[Directives]
A: From the power binning text, set down the passage between "Even amongst modules" and "as -0% to +3%.", inclusive.
B: According to the power binning text, what does SolarFarmer's recommended Power Binning Effect value default to?
── Document
Even amongst modules of the same variant, there will be a range of power outputs, the "Power Binning Range". Manufacturers will frequently provide an estimate of the lower and upper limits of this range, for example the "Power output tolerance" \(\Delta_{\text{max}}\) might be given as -0% to +3%.
In order to allow for this effect, SolarFarmer includes the module-type-specific Power Binning Effect (\(\Delta_{\text{binning,mtype}}\)) in its calculation. If the information is available, the user should input the low and high ends of the Power Binning Range for each module type used, and SolarFarmer will provide a recommended \(\Delta_{\text{binning,mtype}}\) value for the specific module type to compensate. This value defaults to lower end of the range plus one-quarter of the difference between lower and upper ends but can be adjusted by the user. As the Power Binning Effect for a module type frequently varies between plants, this input is considered plant- rather than module-specific.
As \(\Delta_{\text{binning,mtype}}\) is constant, the instantaneous and time-averaged values of this effect are all simply equal to \(\Delta_{\text{binning,mtype}}\).
────
── Data lines
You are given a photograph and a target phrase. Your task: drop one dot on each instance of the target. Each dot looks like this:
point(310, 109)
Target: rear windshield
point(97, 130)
────
[Exercise responses]
A:
Even amongst modules of the same variant, there will be a range of power outputs, the "Power Binning Range". Manufacturers will frequently provide an estimate of the lower and upper limits of this range, for example the "Power output tolerance" \(\Delta_{\text{max}}\) might be given as -0% to +3%.

B: It defaults to the lower end of the Power Binning Range plus one-quarter of the difference between the lower and upper ends.